| WRITTEN PROBLEM 1 |
Please update the part of the records that opens with the line containing "Audit check: the moored" and closes with the line containing "673 94 727 125" by changing "white cloud" to "fluffy cloud" and leaving everything else as it is. Return only those lines.
| WRITTEN PROBLEM 2 |
Go on with the forum thread about Proteus Reptile Rescue, starting after its last post.

| TEXT EXTRACT |
•••••
# Proteus Reptile Rescue



## elliottreed (Jan 9, 2008)

anyone know their website
or anyone on here linked with proteus?
x


----------



## coo_kie (Nov 29, 2007)

Reptile rehoming, reptile charity, gifts for reptile lovers

: victory:
I've been there as its just down the road if that helps :lol2:


----------



## shaneo95 (Jan 5, 2008)

where is it handsworth was planning on going saturday was gonna get my bosc from there but not sure if the will have any


----------



## elliottreed (Jan 9, 2008)

it's in handsworth
and thanks coo_kie 
x


----------



## coo_kie (Nov 29, 2007)

It's moved now from handsworth. the one I visited wasn't there anyway and they had recently moved..might of moved again :lol2:

Might be worht giving them a bell and checking out x


----------



## shaneo95 (Jan 5, 2008)

its moved to derby now


----------



## grannykins (Oct 9, 2006)

Theres also a branch of Proteus in Sedgely. Where Cotwall End Nature park used to be. The west midlands branch of the I H S meets there.
•••••
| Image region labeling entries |
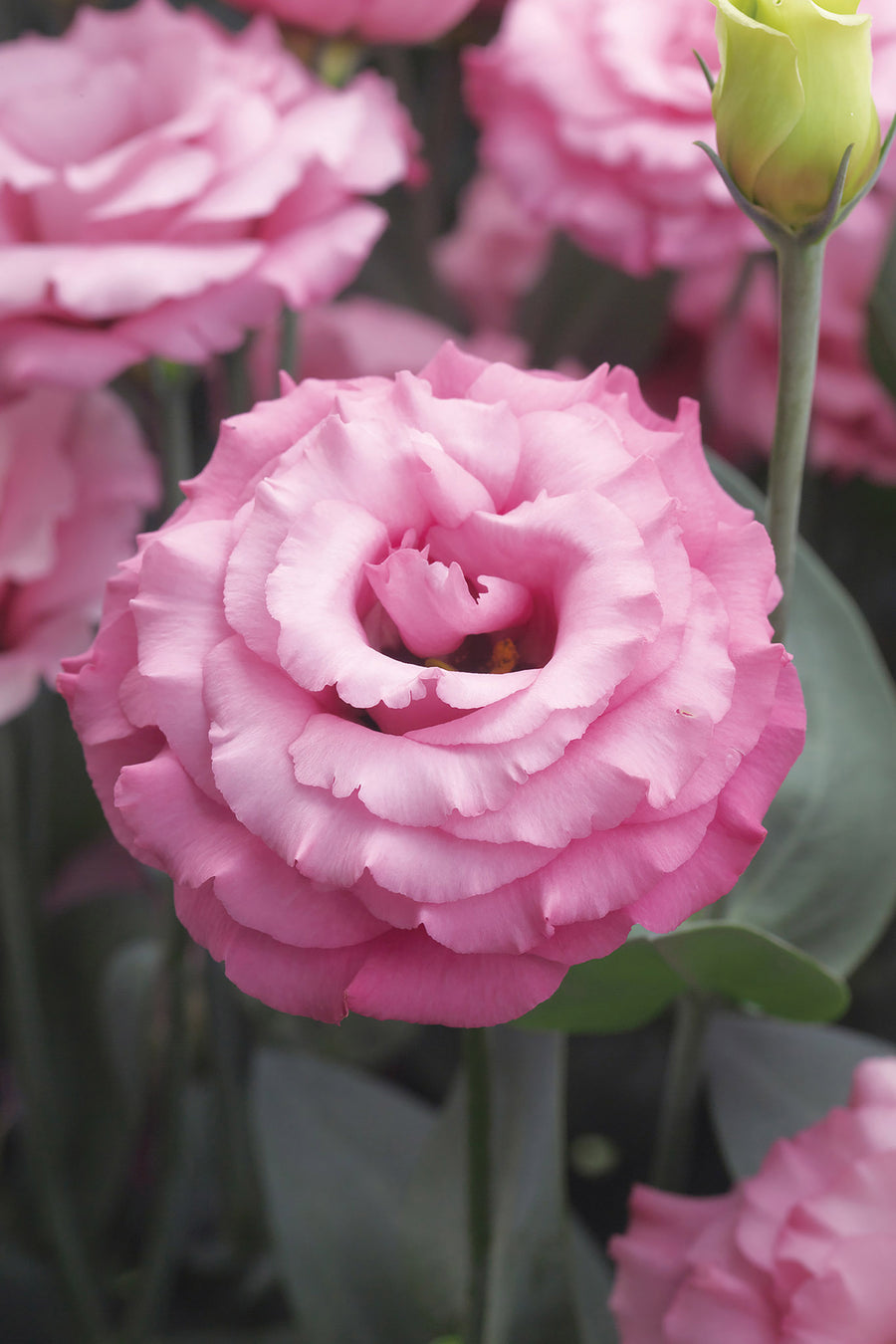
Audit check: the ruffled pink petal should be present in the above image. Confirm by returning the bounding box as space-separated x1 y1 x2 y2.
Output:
205 640 551 901
395 367 520 508
255 202 388 310
0 239 262 322
365 549 532 659
608 1186 736 1344
345 930 564 1026
174 882 366 1022
778 1232 896 1344
120 522 231 795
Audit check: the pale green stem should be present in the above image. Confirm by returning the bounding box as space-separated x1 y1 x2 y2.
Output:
0 725 107 1344
149 358 193 518
464 1026 492 1344
650 991 709 1191
273 308 300 396
120 911 189 1344
205 957 261 1252
767 239 824 640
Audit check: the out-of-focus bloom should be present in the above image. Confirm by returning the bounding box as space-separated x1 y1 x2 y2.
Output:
432 172 551 331
466 0 762 274
214 0 477 45
250 295 528 400
0 0 412 385
61 345 804 1025
610 1059 896 1344
0 390 158 722
712 0 880 227
466 0 896 274
672 192 896 485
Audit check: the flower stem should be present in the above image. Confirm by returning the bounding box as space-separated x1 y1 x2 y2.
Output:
120 913 189 1344
464 1026 492 1344
650 991 709 1191
272 308 300 398
769 239 824 640
149 358 195 518
0 725 107 1344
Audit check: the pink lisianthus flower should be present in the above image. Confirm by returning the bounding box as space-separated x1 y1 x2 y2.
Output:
610 1059 896 1344
466 0 896 274
220 0 476 46
250 295 528 399
432 172 551 331
59 345 804 1025
0 0 414 385
672 191 896 485
0 390 158 722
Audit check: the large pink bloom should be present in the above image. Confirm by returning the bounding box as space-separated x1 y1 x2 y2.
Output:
610 1059 896 1344
672 188 896 485
0 390 158 722
61 345 803 1025
220 0 477 43
466 0 896 274
0 0 411 385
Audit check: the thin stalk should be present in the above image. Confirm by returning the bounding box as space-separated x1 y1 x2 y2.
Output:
273 308 300 396
222 332 255 415
0 725 108 1344
769 239 824 640
650 991 709 1191
464 1026 492 1344
205 957 261 1252
149 358 193 518
120 913 189 1344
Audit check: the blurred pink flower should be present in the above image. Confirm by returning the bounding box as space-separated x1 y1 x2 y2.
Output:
610 1059 896 1344
250 295 528 400
432 172 551 331
0 390 158 722
0 0 414 385
672 189 896 485
59 345 804 1025
466 0 896 274
220 0 477 45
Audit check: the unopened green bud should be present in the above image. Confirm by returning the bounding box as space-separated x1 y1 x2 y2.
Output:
712 0 880 229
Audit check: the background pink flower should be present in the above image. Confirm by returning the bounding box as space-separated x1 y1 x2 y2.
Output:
466 0 896 274
61 345 804 1025
432 172 551 331
220 0 477 43
610 1059 896 1344
672 188 896 485
250 295 528 400
0 0 412 385
0 390 158 722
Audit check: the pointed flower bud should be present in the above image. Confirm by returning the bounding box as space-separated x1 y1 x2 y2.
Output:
712 0 880 229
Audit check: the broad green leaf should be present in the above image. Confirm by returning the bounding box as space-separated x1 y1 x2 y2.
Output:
713 462 896 973
253 1048 438 1344
42 891 157 1235
515 938 685 1032
515 919 849 1032
405 1028 615 1344
705 1013 896 1180
484 1028 583 1344
651 919 849 1021
401 1070 470 1335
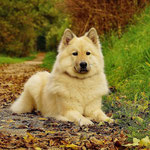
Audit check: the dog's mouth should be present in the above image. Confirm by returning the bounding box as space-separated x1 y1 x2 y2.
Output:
74 67 89 74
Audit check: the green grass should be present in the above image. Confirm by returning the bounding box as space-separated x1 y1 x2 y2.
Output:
42 7 150 144
102 7 150 142
0 55 35 64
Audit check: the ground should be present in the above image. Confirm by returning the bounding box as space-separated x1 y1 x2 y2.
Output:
0 54 138 150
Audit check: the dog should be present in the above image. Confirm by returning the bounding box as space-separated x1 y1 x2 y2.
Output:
10 28 113 126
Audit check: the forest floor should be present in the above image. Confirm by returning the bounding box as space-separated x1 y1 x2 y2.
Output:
0 54 137 150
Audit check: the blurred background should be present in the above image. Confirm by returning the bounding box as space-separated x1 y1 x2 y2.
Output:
0 0 150 143
0 0 148 57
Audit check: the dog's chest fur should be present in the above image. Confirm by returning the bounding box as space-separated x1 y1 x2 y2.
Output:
51 72 108 105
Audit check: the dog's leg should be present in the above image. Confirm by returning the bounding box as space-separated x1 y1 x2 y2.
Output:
10 90 34 114
65 110 93 126
85 100 114 122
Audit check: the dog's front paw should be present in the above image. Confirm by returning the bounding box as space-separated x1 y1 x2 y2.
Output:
79 118 93 126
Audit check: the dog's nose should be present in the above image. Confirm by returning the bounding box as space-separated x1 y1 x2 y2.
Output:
80 61 87 69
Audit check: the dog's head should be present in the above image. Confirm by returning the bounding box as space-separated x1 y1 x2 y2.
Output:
57 28 104 78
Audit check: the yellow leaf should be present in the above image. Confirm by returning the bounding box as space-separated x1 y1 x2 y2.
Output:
140 136 150 147
124 138 140 146
60 144 78 150
45 131 56 134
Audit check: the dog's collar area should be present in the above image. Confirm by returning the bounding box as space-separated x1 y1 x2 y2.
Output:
74 67 89 74
64 71 98 80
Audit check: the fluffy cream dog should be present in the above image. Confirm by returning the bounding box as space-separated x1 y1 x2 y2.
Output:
11 28 112 125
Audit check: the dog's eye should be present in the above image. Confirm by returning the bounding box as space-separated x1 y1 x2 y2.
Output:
86 52 91 55
72 52 78 56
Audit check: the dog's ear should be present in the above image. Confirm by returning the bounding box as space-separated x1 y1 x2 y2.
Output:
85 28 99 46
62 29 75 45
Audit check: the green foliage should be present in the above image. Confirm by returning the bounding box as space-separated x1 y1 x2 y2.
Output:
0 0 69 57
103 7 150 138
41 51 56 70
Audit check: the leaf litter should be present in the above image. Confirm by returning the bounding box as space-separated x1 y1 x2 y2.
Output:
0 58 148 150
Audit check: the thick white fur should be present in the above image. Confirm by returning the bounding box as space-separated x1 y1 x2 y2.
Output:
11 28 112 125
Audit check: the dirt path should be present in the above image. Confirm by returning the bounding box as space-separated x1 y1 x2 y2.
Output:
0 54 126 149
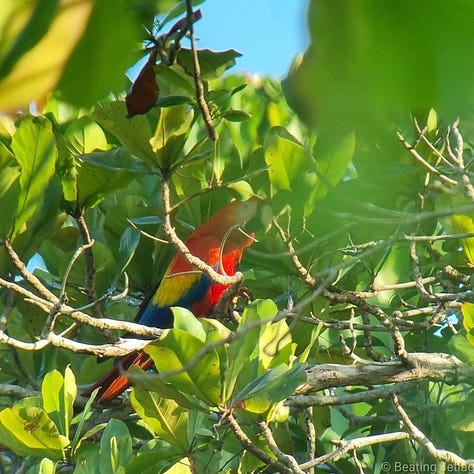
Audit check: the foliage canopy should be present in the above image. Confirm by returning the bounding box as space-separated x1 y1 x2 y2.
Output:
0 0 474 473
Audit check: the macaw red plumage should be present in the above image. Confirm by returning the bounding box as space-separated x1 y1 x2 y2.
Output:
81 197 262 403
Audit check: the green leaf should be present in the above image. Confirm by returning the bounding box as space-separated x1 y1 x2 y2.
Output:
0 142 21 239
41 367 77 438
264 127 308 191
258 320 294 370
221 109 252 122
11 117 58 239
452 214 474 264
232 364 306 413
99 418 132 474
177 48 242 80
0 0 92 112
145 329 221 406
171 306 206 342
453 412 474 433
224 300 278 402
92 101 156 164
0 400 68 460
461 303 474 347
312 132 356 201
127 365 202 410
64 116 109 155
112 227 140 287
448 330 474 365
130 388 190 453
150 105 194 170
28 458 56 474
77 148 147 209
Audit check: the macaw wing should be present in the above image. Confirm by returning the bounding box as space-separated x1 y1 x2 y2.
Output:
138 270 212 329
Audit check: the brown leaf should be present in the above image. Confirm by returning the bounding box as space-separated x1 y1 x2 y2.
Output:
125 52 160 118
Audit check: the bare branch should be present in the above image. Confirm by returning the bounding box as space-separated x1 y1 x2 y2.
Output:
300 431 410 470
258 421 305 474
223 411 293 473
186 0 219 143
397 132 458 186
296 352 474 395
391 394 474 469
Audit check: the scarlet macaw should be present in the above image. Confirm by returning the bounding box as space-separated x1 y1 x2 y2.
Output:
81 197 266 403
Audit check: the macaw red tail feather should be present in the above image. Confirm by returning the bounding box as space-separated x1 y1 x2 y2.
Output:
81 352 153 403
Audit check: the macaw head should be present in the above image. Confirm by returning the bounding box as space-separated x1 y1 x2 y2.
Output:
217 196 273 249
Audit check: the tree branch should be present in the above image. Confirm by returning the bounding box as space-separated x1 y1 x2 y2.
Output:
296 352 474 395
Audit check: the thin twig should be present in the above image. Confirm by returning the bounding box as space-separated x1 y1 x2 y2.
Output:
76 214 103 318
224 411 293 473
390 393 474 469
397 132 458 186
258 421 305 474
186 0 219 143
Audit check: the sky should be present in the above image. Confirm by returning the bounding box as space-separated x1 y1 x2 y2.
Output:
194 0 309 78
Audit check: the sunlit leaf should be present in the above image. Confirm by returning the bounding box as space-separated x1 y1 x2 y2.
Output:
449 330 474 365
452 214 474 263
232 364 306 413
313 132 356 201
0 143 21 238
150 105 193 170
258 320 294 370
0 400 68 460
112 227 140 287
130 389 189 453
93 101 156 164
64 116 109 155
146 329 220 406
99 418 132 473
461 303 474 346
0 0 93 111
41 367 77 437
77 148 147 208
11 117 57 239
171 306 206 342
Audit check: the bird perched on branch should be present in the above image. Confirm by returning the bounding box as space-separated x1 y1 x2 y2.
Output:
81 197 270 403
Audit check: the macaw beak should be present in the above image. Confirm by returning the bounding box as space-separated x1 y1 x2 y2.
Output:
260 202 273 234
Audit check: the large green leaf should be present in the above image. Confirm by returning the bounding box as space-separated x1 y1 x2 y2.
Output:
461 303 474 346
77 147 147 208
99 418 132 474
449 330 474 365
452 214 474 264
0 399 69 460
64 116 109 155
150 105 193 170
130 388 189 453
11 117 58 239
146 329 221 406
93 101 158 165
258 319 294 370
41 367 77 437
0 143 21 239
232 364 306 413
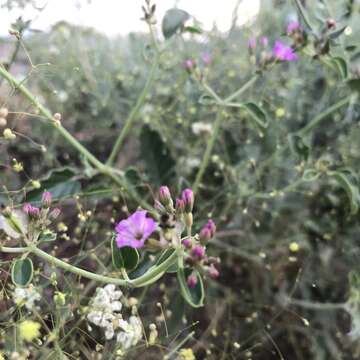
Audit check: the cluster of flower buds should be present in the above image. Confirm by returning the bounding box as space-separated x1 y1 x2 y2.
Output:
155 186 219 287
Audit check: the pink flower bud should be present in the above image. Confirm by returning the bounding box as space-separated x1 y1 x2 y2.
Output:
182 189 194 213
186 273 197 289
23 203 40 218
159 186 171 206
175 199 185 214
42 191 52 209
260 36 269 47
208 265 220 279
199 225 212 245
49 208 61 220
248 38 256 50
184 59 195 71
183 238 192 249
191 245 205 260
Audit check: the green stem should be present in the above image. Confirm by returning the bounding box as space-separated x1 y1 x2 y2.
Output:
0 245 180 287
192 107 224 194
106 53 160 165
294 0 316 36
297 96 351 136
225 74 260 103
0 66 105 172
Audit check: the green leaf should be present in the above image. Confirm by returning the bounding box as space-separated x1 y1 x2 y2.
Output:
331 56 348 79
24 167 81 202
156 249 178 273
140 125 176 186
162 8 190 39
198 94 217 106
11 258 34 286
177 268 205 308
39 229 57 242
328 169 360 215
288 134 310 161
111 237 139 271
241 102 269 129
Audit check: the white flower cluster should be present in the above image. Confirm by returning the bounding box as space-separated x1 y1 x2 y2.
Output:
87 284 143 350
13 284 41 310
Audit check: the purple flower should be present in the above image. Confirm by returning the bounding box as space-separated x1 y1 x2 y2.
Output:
42 191 52 208
248 38 256 50
286 21 301 35
184 59 195 71
159 186 171 206
273 40 299 61
115 210 157 249
191 245 205 260
182 189 194 213
23 203 40 218
186 273 197 289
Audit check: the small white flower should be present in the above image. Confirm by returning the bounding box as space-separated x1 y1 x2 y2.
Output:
13 284 41 310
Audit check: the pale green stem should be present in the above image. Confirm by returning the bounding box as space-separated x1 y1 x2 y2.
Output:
192 107 224 194
106 53 160 165
0 245 180 287
224 74 260 103
297 96 351 136
0 66 105 172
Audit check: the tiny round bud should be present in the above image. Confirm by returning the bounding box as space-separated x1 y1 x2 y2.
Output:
31 180 41 189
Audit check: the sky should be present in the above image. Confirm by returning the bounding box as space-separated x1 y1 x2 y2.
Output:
0 0 261 36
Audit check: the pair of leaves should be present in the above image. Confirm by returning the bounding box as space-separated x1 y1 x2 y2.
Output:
11 258 34 286
161 8 190 39
177 268 205 308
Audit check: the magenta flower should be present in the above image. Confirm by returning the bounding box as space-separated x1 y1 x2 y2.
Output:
248 38 256 50
273 40 299 61
260 36 269 47
42 191 52 208
115 210 157 249
23 203 40 218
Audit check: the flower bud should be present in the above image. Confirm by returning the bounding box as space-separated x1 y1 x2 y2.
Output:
23 203 40 219
191 245 205 260
0 108 9 118
0 117 7 127
182 189 194 213
184 213 193 228
175 199 185 214
41 191 52 209
3 128 16 140
49 208 61 220
182 238 192 249
186 273 197 289
207 265 220 279
199 225 212 245
159 186 172 206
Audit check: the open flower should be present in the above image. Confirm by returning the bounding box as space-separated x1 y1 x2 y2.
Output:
273 40 299 61
115 210 157 249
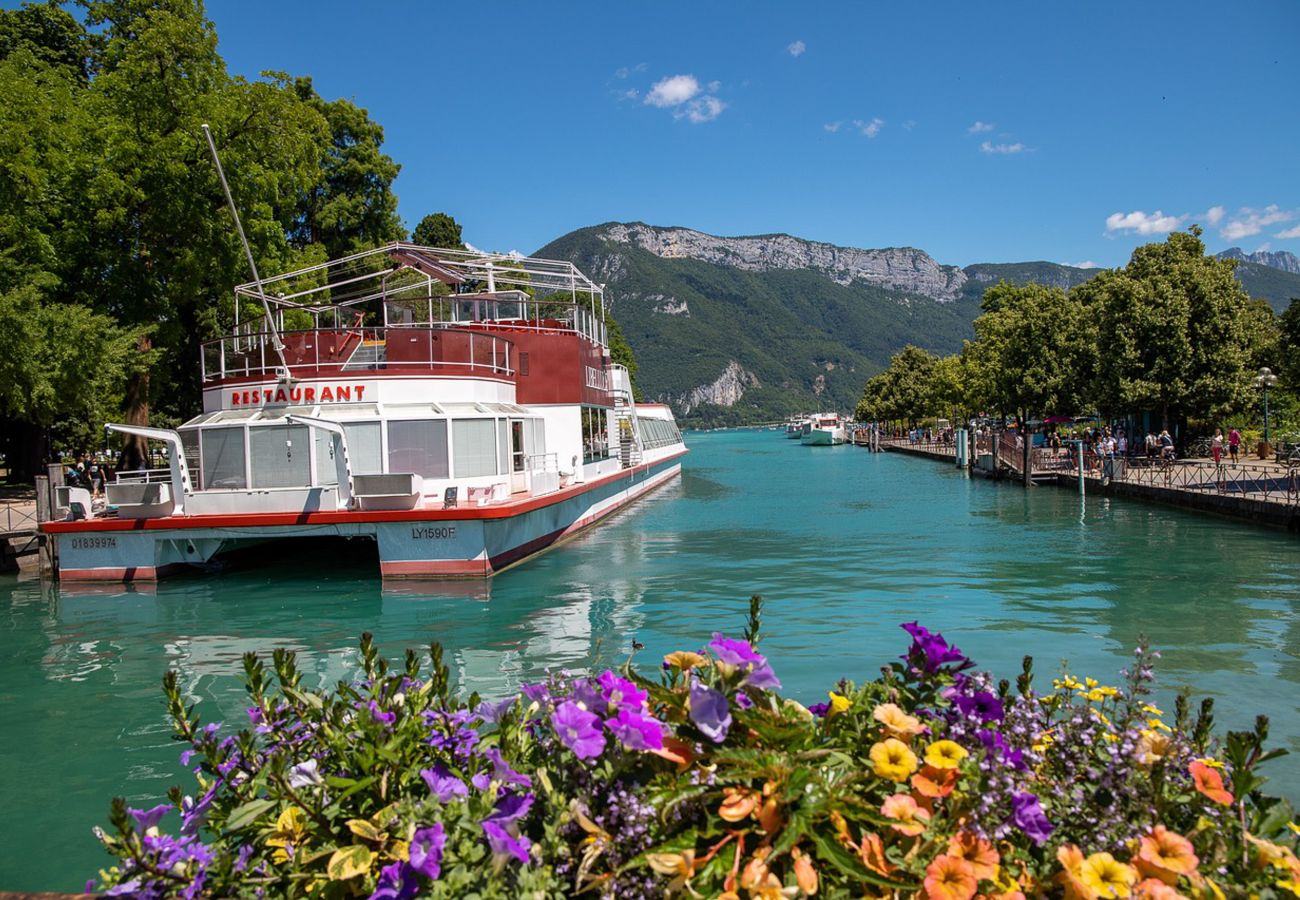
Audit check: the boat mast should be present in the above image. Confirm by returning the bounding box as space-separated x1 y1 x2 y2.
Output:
203 124 290 378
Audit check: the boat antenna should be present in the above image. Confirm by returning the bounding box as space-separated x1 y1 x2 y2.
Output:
203 124 289 380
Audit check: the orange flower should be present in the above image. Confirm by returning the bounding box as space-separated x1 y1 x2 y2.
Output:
926 853 978 900
1056 844 1097 900
871 704 920 737
948 831 1001 880
880 793 930 835
1187 760 1232 806
718 788 758 822
859 834 897 875
1132 879 1187 900
911 766 961 800
650 735 696 771
1135 825 1200 884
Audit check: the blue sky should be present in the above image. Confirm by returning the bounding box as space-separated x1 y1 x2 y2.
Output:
78 0 1300 265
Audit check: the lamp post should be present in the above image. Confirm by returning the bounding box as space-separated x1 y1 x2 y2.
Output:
1255 367 1278 445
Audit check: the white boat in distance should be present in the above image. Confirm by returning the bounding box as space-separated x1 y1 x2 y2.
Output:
43 242 686 581
800 412 849 446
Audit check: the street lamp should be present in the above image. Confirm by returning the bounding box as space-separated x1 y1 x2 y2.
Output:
1255 367 1278 445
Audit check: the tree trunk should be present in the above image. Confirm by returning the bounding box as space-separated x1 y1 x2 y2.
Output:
118 334 153 472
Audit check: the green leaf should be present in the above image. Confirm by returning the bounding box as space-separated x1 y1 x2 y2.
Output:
325 844 374 882
226 799 276 831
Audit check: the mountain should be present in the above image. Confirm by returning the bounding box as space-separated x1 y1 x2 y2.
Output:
536 222 1300 425
1216 247 1300 274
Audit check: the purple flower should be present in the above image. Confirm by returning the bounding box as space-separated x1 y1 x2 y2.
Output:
371 862 420 900
126 804 172 834
709 631 781 691
482 819 532 864
475 697 517 723
420 763 469 804
605 708 663 750
484 747 533 787
1011 791 1056 845
900 622 970 674
598 670 646 710
953 691 1004 722
551 700 605 760
484 793 533 825
690 682 731 744
410 822 447 880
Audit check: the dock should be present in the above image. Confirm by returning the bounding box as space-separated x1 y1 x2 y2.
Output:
863 433 1300 533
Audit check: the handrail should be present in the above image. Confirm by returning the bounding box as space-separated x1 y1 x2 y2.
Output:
200 325 515 384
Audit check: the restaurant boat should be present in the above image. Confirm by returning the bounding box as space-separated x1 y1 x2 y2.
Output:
43 242 686 581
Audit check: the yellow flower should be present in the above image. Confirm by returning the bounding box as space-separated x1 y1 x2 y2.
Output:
871 704 920 735
1079 853 1138 897
868 737 917 782
267 806 307 862
926 740 970 769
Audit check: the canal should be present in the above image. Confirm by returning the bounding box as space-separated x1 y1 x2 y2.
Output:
0 432 1300 890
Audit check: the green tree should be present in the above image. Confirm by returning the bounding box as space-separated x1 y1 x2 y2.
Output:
962 281 1096 417
411 212 465 250
1071 225 1252 427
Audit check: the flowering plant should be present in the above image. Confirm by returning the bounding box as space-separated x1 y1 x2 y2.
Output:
91 598 1300 900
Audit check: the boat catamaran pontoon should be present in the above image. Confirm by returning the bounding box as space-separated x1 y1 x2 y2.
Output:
43 242 686 581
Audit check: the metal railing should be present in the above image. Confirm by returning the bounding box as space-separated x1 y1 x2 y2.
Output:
202 325 515 384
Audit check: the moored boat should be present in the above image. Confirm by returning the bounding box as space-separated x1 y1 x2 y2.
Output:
43 242 686 581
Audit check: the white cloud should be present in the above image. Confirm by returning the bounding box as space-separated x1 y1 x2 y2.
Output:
853 116 885 138
646 75 699 107
1106 209 1187 234
1219 204 1295 241
979 140 1028 153
673 94 727 125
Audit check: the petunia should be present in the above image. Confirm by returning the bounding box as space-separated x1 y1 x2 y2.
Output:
597 670 646 711
1079 853 1138 897
924 853 979 900
690 683 731 744
868 737 917 782
926 740 970 769
551 700 605 760
408 822 447 880
880 793 930 835
871 704 922 737
482 819 532 865
1011 791 1056 847
126 804 173 834
420 762 469 804
605 708 663 750
371 862 420 900
1187 760 1234 806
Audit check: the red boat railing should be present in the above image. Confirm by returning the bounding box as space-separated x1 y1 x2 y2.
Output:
202 326 515 384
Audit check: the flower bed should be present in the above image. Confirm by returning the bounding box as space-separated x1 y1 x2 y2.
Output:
99 598 1300 900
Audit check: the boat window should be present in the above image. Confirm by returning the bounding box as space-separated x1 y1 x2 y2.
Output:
343 421 384 475
389 419 447 479
451 419 497 479
312 428 338 484
199 427 248 490
248 425 312 488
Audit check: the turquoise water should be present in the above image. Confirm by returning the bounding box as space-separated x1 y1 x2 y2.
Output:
0 432 1300 890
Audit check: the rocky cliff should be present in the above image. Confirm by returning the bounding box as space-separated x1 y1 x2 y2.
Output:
598 222 966 302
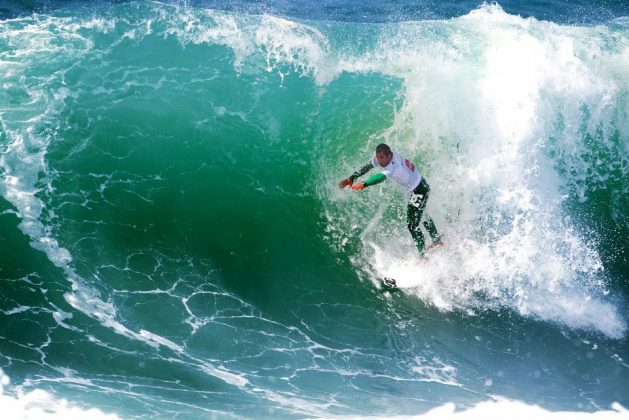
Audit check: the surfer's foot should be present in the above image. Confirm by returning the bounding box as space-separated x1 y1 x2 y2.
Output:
384 277 397 287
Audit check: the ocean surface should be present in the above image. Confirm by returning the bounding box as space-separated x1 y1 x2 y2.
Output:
0 0 629 419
•••••
| EXERCISE ANSWER 1 |
Audit check: the moored boat should be present in the above image. Confirm by returning the bounding box as space-separated x1 y1 x2 y2.
Output:
43 242 686 581
Audit check: the fluffy cloud should be present in the above image. Confirm by returning the bounding box as space-separated x1 y1 x2 y2.
Output:
853 116 885 138
646 75 699 107
1106 209 1187 234
1219 204 1295 241
979 140 1028 153
673 94 727 125

| EXERCISE ANSWER 2 |
International Herpetological Society - West Midlands Branch

This link gives you the address.


----------



## NT666 (Mar 2, 2008)

i go to the one in sedgley you can only vist on saturdays between 10 and 4
got alot of corns,kings,rats but the pythons go really quick
to rehome it costs between £35 & £60 depending on what snake 
they have alot of lizards too


----------



## grannykins (Oct 9, 2006)

They also do a home check to ensure you have the correct set up and knowledge before they let you have the animal. Chris, the guy who does the re-homes is very friendly and lets you handle the reps they have up for re-home.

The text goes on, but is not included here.